Exercise aim
Write out only the lines running from the one that contains "Reviewer note. Confirm that each instance of the bird's head" to the end of the material, both ends included.

Information supplied
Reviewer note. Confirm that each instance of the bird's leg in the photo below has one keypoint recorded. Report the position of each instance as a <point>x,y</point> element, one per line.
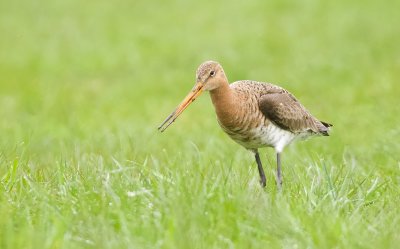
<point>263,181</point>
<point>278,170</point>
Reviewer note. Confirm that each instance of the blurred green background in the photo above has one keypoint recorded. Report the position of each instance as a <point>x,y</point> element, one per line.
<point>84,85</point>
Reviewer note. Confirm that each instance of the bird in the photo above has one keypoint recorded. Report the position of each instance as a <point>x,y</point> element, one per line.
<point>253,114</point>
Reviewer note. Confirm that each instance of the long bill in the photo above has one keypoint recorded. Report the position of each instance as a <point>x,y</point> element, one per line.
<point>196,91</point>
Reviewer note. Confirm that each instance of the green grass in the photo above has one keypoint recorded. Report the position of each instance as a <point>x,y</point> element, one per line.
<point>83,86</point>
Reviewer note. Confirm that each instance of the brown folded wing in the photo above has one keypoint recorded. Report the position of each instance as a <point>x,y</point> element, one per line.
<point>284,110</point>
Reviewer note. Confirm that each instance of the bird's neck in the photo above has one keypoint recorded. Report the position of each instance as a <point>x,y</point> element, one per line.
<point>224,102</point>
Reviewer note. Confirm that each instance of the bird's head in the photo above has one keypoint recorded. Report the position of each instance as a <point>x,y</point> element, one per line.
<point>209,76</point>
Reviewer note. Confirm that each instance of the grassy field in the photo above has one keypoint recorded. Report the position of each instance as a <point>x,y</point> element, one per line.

The answer
Reviewer note. Confirm that each instance of the bird's head in the photo above has one keypoint recorded. Report the position of each instance as a <point>x,y</point> element, one per line.
<point>209,76</point>
Reviewer note. Confirm that each instance of the grassy field in the photo above has one keypoint recorded. Report the position of each instance as a <point>x,y</point> element, one per line.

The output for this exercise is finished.